Pence hasn’t identified funding sources for his plan to give disadvantaged families access to public and private preschools, but he did say it would include “specified accountability measures” for the schools. Those measures will make all the difference.
Quality, intensive preschools for our poorest children have been shown to provide a decades-long advantage. Studies of the two most-heralded programs—The Perry Project and The Carolina Abecedarian Project—tracked participants through ages 40 and 21, respectively, and preschoolers in those programs were more likely to graduate from high school and hold a job than their peers in the studies’ control groups. They also committed fewer crimes and had higher incomes.
But both programs were small and took place decades ago. Critics of publicly funded preschool have called for broader, newer findings. Recent data has, indeed, been mixed. For example, a 2010 study of the nation’s most well-known free preschool program, Head Start, showed participants’ cognitive and social advantages faded within a year or two.
A recent study of a large-scale Chicago program was more encouraging. It tracked, through age 26, almost 1,000 children from the late 1980s. Preschoolers in The Chicago Child-Parent Centers grew up to have higher incomes and education levels, and were less likely to abuse drugs or be involved in crime, than children in the control group.
Why such disparity in results? The Perry, Abecedarian and Chicago programs used certified teachers, had low teacher/student ratios, and provided extensive family support and outreach.

◇ ◇ ◇ ◇ ◇ ◇ ◇

Set problem 1 -
Reproduce the listing from its first line through the line containing "POLYGON ((349 308, 342", including both of those lines.

◇ ◇ ◇ ◇ ◇ ◇ ◇

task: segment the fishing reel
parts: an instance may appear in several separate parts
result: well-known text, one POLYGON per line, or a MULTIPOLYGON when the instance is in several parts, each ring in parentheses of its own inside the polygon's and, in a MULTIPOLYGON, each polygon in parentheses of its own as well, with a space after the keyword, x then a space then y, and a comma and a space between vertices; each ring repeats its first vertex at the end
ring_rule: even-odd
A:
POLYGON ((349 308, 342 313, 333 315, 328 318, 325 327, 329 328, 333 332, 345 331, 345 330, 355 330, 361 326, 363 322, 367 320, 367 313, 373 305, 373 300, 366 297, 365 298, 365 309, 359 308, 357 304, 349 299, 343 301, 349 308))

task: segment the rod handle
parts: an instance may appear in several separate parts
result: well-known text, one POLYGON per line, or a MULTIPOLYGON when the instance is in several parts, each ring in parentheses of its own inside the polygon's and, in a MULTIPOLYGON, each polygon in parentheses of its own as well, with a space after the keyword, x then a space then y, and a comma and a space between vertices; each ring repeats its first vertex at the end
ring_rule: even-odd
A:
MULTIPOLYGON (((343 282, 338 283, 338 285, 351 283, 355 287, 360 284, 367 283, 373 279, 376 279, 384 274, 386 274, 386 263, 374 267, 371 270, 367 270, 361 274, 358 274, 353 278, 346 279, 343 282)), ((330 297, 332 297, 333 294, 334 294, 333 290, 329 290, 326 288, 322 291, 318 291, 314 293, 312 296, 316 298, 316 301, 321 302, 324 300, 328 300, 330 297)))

◇ ◇ ◇ ◇ ◇ ◇ ◇

Set problem 2 -
In the preschool passage, condense the paragraph beginning "A recent study of a large-scale Chicago program" into a shorter version that keeps its main facts.

Expected answer 1 -
task: segment the fishing reel
parts: an instance may appear in several separate parts
result: well-known text, one POLYGON per line, or a MULTIPOLYGON when the instance is in several parts, each ring in parentheses of its own inside the polygon's and, in a MULTIPOLYGON, each polygon in parentheses of its own as well, with a space after the keyword, x then a space then y, and a comma and a space between vertices; each ring repeats its first vertex at the end
ring_rule: even-odd
A:
POLYGON ((349 308, 342 313, 333 315, 328 318, 325 327, 329 328, 333 332, 345 331, 345 330, 355 330, 361 326, 363 322, 367 320, 367 313, 373 305, 373 300, 366 297, 365 298, 365 309, 359 308, 357 304, 349 299, 343 301, 349 308))

Expected answer 2 -
A recent, more encouraging study followed almost 1,000 children from the late 1980s through age 26. Compared with the control group, those who attended The Chicago Child-Parent Centers had higher incomes and education levels as adults and were less likely to abuse drugs or be involved in crime.